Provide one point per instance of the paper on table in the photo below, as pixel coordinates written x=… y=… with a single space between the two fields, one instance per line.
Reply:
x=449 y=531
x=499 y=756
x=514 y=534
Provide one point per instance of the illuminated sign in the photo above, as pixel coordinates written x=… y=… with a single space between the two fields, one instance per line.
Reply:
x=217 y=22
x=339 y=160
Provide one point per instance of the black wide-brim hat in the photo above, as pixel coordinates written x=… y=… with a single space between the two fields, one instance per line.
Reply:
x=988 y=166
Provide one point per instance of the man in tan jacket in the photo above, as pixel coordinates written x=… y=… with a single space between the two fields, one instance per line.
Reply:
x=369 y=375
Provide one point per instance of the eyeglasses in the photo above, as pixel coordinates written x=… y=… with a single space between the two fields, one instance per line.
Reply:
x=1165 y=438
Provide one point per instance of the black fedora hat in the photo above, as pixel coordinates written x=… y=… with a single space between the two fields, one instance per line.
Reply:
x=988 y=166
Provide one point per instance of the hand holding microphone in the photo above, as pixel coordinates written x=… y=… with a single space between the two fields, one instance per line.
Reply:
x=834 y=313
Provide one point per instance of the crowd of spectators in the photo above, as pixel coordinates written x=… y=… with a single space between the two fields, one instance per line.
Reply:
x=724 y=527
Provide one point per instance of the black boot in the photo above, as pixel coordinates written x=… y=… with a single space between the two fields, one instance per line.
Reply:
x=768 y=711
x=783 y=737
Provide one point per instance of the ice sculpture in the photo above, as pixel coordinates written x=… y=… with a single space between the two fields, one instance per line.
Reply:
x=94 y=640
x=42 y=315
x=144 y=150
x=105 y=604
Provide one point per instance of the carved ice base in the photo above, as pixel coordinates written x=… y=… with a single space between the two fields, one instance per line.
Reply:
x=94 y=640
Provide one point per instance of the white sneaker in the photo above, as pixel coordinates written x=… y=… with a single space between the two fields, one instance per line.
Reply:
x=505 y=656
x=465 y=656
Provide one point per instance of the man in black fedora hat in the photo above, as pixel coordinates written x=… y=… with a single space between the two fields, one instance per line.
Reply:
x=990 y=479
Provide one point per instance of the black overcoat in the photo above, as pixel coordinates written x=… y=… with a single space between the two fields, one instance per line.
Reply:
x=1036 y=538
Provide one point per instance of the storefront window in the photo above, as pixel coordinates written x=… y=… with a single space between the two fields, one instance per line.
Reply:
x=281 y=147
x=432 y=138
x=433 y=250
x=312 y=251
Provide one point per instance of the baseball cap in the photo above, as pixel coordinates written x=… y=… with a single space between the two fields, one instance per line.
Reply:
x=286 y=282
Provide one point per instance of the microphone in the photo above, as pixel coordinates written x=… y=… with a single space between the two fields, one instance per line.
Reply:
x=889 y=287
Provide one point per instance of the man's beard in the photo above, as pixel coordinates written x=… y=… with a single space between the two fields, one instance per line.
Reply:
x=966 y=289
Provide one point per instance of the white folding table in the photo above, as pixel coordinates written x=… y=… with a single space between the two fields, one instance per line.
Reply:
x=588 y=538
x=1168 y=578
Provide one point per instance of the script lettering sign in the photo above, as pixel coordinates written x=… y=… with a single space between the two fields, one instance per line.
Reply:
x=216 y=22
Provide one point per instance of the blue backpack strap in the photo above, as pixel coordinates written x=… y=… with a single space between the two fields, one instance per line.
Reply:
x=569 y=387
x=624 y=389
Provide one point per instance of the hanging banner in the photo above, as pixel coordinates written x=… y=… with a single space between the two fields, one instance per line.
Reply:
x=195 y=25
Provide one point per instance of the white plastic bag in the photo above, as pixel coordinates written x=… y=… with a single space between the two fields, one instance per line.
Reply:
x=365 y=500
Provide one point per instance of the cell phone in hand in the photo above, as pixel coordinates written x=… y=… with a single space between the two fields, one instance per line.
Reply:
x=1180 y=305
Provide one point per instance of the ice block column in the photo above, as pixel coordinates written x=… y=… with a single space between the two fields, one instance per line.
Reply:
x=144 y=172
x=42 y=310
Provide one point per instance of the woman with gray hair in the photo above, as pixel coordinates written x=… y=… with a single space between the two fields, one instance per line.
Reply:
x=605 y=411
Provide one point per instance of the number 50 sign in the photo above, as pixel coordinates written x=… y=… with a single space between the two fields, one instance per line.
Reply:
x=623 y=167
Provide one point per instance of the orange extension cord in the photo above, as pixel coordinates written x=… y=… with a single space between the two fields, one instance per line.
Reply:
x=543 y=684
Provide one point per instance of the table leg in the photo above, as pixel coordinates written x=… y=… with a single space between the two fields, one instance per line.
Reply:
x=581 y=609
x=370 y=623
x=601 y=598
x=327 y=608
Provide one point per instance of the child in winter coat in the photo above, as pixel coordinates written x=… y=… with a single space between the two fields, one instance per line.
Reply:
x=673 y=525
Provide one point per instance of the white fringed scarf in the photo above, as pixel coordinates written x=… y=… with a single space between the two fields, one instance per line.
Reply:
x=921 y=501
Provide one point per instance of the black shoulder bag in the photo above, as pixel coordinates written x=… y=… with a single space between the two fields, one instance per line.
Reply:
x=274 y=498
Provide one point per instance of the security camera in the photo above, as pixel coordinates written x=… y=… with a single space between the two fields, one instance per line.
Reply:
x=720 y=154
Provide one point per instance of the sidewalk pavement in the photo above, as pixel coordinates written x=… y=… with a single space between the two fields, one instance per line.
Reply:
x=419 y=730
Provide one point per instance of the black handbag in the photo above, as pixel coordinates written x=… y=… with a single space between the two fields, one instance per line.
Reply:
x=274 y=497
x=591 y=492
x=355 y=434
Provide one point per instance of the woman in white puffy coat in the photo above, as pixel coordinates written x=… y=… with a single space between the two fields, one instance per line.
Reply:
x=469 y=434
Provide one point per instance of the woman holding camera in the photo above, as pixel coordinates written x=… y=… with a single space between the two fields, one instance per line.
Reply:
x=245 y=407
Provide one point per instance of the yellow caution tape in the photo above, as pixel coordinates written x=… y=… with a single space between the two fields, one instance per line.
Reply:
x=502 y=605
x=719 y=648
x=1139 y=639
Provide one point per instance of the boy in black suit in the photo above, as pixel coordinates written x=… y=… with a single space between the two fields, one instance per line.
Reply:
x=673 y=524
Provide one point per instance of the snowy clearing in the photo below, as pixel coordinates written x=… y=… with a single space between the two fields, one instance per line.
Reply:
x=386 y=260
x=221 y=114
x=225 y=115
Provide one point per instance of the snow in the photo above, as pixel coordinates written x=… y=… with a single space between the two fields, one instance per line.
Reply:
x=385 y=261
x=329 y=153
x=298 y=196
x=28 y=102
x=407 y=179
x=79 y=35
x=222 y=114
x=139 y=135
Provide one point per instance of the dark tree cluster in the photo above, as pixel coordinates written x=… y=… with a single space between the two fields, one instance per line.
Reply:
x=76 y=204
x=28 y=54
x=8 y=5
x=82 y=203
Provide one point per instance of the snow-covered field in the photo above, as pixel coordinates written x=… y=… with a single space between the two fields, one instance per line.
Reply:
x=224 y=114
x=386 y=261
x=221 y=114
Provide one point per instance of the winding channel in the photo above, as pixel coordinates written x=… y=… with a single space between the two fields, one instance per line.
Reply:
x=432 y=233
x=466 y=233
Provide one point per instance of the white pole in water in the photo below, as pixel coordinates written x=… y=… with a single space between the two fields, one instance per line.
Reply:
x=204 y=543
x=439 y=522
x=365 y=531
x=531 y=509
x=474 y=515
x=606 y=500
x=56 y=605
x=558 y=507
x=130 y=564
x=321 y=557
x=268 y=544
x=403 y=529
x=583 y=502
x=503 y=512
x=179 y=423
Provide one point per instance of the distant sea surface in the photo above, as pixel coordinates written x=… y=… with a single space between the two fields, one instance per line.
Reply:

- - -

Stated task —
Reproduce the material above word for word, line by line, with nothing left out or changed.

Result of the exercise —
Provide one point per instance of the paper on table in the photo below, as pixel coordinates written x=… y=… with a single space between the two fields, one instance per line.
Reply:
x=449 y=531
x=499 y=756
x=514 y=534
Provide one point per instance of the illuminated sign in the photo above, as pixel coordinates written x=… y=… with a single space between the two fields, one instance per line.
Reply:
x=217 y=22
x=339 y=160
Provide one point per instance of the black wide-brim hat in the photo above, as pixel coordinates written x=… y=… with a single space between the two fields, one instance per line.
Reply:
x=988 y=166
Provide one point per instance of the man in tan jacket in the photo above, as pixel coordinates written x=… y=… with a single space between the two fields, one instance per line.
Reply:
x=369 y=375
Provide one point per instance of the eyeglasses in the photo above, as pixel coordinates written x=… y=… with a single space between the two fields, one instance per line.
Reply:
x=1165 y=438
Provide one point per instance of the black fedora hat in the photo above, as pixel coordinates written x=… y=… with a single space between the two fields, one instance per line.
Reply:
x=988 y=166
Provide one point per instance of the hand holding microphone in the photo above, as pixel coordinates written x=… y=… with a single space between the two fields, one instance per line.
Reply:
x=834 y=313
Provide one point per instance of the crowd of spectators in the photo above, as pixel coordinates written x=… y=… with a single space between the two fields, one instance per line.
Reply:
x=724 y=527
Provide one point per instance of the black boot in the photo above, as pixel coordinates written x=… y=… with a single space between the two fields, one instance per line.
Reply:
x=768 y=711
x=783 y=737
Provide one point per instance of the ice sculpture in the photo above, as pixel coordinates written x=… y=… with a single space between the two fields, one instance per line.
Reply:
x=94 y=640
x=42 y=315
x=144 y=150
x=105 y=604
Provide one point per instance of the carved ice base in the photo above, as pixel coordinates written x=… y=… with a single space between the two fields, one instance per line.
Reply:
x=94 y=640
Provide one point per instance of the white sneaker in the photo above, as pixel coordinates written x=… y=… with a single space between the two fields, one instance per line.
Reply:
x=505 y=656
x=465 y=656
Provide one point per instance of the man in black fedora hat in the photo above, as pixel coordinates written x=… y=… with a single space between the two fields, one instance per line.
Reply:
x=990 y=479
Provide one point per instance of the black overcoat in the photo above, as pixel coordinates written x=… y=… with a single space between the two fields, one instance per line.
Reply:
x=1036 y=538
Provide one point per instance of the storefront window in the photo above, as pixel coordinates written x=… y=… with a single space between the two fields, one instance per line.
Reply:
x=281 y=147
x=432 y=138
x=433 y=250
x=312 y=251
Provide one point per instance of the baseball cap in the photo above, as pixel coordinates written x=… y=… with a single space between the two fields, one instance per line.
Reply:
x=286 y=282
Provide one point per instance of the microphone in the photo above, as pixel coordinates written x=… y=… with a single space between the two fields, one instance per line.
Reply:
x=889 y=287
Provide one point per instance of the man's beard in the photo above, as pixel coordinates written x=… y=… with a single space between the two fields, one instance per line.
Reply:
x=966 y=289
Provide one point per instance of the white folding table in the photo above, as pixel coordinates written x=… y=… with a single space between the two fields, one instance per line.
Reply:
x=588 y=538
x=1168 y=578
Provide one point per instance of the script lettering sign in the photo above, as pixel coordinates written x=… y=… with a single space between the two fields, one instance per line.
Reply:
x=216 y=22
Provide one point per instance of the blue backpack strap in the photo above, as pixel coordinates written x=… y=… with a single space between the two fields, one instance per line.
Reply:
x=569 y=387
x=624 y=389
Provide one point per instance of the hanging banner in the photo above, as pixel coordinates written x=… y=… with a single space between the two fields, one instance per line.
Reply:
x=195 y=25
Provide one point per instance of the white plastic bag in the photo above, as pixel coordinates written x=… y=… with a single space between the two fields, one instance per line.
Reply:
x=365 y=500
Provide one point per instance of the cell phone in hand in the photo above, as pixel coordinates written x=… y=… with a single space between the two fields, one instance per line.
Reply:
x=1180 y=305
Provide one point per instance of the ice block column in the photo above, as pixel coordinates written x=… y=… with a single space between the two fields, one instance per line.
Reply:
x=144 y=172
x=42 y=310
Provide one point per instance of the woman with gray hair in the photo above, as pixel coordinates written x=… y=… with a single space between the two fields, one instance per line.
Reply:
x=605 y=411
Provide one point per instance of the number 50 sign in the photo above, as pixel coordinates written x=… y=… with a single space between the two fields, one instance per line.
Reply:
x=623 y=167
Provide one point per instance of the orange extension cord in the photo above, as pixel coordinates written x=… y=… with a single space between the two fields, one instance per line.
Reply:
x=543 y=684
Provide one point per instance of the table leg in the photo above, as pixel coordinates written x=… y=… with a single space between the two fields, one instance per line.
Reply:
x=581 y=609
x=370 y=623
x=601 y=598
x=327 y=608
Provide one point per instance of the child in winter coat in the photo above, as pixel coordinates written x=… y=… with a single space between the two fields, one instance per line.
Reply:
x=673 y=525
Provide one point per instance of the white fringed scarf in the photo above, as pixel coordinates written x=… y=… with a single space between the two fields, one instance per line.
Reply:
x=921 y=501
Provide one point per instance of the black shoulder bag in the photo above, as pixel coordinates written x=… y=… with a single space between the two fields, one instance per line.
Reply:
x=274 y=498
Provide one point per instance of the security camera in the photo above, as pixel coordinates written x=… y=… with a single space between the two fields, one instance per line.
Reply:
x=720 y=154
Provide one point per instance of the sidewalk pavement in the photo above, as pixel coordinates written x=… y=… with a single space between the two fields, one instance per line.
Reply:
x=419 y=730
Provide one point per instance of the black handbag in the photo above, as pixel coordinates written x=… y=… with a single space between the two fields, one instance per line.
Reply:
x=274 y=497
x=591 y=492
x=355 y=434
Provide one point per instance of the woman in white puffy coat in the photo above, as pixel coordinates written x=… y=… with a single space between the two fields, one instance per line.
Reply:
x=469 y=434
Provide one point per instance of the woman holding camera in the photo above, as pixel coordinates written x=… y=… with a single space between the two fields, one instance per line.
Reply:
x=245 y=407
Provide one point per instance of the yellow caution tape in the photo above, as pixel coordinates written x=… y=… with a single space between the two fields, one instance per line.
Reply:
x=502 y=605
x=719 y=648
x=1139 y=639
Provide one point per instance of the boy in black suit in the photo above, as pixel coordinates written x=… y=… with a single space between the two fields, one instance per line.
Reply:
x=673 y=524
Provide one point per instance of the snowy clearing in the photo below, as pixel coordinates written x=… y=… with a single space between the two fields, one instance per line.
Reply:
x=386 y=260
x=221 y=114
x=225 y=115
Provide one point per instance of the snow in the photo above, as pixel coordinates written x=… y=… with a single space between the two fields, one instance per line.
Reply:
x=385 y=261
x=329 y=153
x=298 y=196
x=28 y=102
x=407 y=179
x=79 y=35
x=222 y=114
x=139 y=135
Provide one point per instance of the dark tree cluster in the photo above, as pixel coordinates written x=… y=… with a single space between the two fields, one instance per line.
Reply:
x=76 y=204
x=28 y=54
x=8 y=5
x=82 y=203
Provide one point per instance of the snow-covered field in the photo above, as pixel coordinates written x=… y=… with a single space between the two fields, one instance per line.
Reply:
x=224 y=114
x=386 y=261
x=221 y=114
Provide one point per instance of the winding channel in the photo above, as pixel coordinates written x=… y=… with a single space between the two fields, one instance per line.
Reply:
x=432 y=233
x=466 y=233
Provide one point per instance of the white pole in water in the photo below, as pixel coordinates written x=… y=… with a single space between the two fields, one instance per line.
Reply:
x=204 y=543
x=439 y=522
x=365 y=531
x=531 y=509
x=474 y=515
x=606 y=500
x=56 y=605
x=558 y=507
x=130 y=564
x=321 y=557
x=268 y=544
x=403 y=529
x=583 y=502
x=503 y=512
x=179 y=423
Provide one point per instance of the distant sea surface in the photo above, as pixel coordinates written x=… y=… with a single space between the two fields, one instance per line.
Reply:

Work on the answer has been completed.